Problem description:
Scan the records that follow, and whenever a line has the word "tablecloth", copy it.
START Source records
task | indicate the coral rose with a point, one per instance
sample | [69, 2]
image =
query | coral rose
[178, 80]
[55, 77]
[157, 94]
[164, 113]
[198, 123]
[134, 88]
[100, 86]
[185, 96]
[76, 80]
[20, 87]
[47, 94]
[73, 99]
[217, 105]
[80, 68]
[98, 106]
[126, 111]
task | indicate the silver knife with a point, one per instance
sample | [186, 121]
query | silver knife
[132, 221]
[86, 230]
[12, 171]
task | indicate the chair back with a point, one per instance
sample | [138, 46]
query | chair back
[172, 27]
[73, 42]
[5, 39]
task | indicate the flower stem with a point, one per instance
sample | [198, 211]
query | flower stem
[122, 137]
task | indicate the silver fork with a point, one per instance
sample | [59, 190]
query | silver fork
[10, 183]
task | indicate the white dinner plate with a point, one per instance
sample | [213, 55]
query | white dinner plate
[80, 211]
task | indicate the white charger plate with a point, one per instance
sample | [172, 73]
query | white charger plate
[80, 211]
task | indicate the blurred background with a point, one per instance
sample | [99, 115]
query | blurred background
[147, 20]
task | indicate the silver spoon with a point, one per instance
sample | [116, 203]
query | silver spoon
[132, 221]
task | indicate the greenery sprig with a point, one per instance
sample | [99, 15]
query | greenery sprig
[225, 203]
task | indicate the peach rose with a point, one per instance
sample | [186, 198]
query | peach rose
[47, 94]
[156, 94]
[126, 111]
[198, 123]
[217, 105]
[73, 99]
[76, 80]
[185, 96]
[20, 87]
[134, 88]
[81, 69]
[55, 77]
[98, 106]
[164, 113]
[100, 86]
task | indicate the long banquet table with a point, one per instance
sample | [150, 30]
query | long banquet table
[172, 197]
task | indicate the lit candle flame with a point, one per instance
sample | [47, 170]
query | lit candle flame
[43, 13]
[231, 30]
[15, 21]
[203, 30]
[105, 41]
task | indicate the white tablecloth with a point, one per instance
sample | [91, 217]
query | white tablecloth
END Source records
Task output:
task | indicate the white tablecloth with a point, one per instance
query | white tablecloth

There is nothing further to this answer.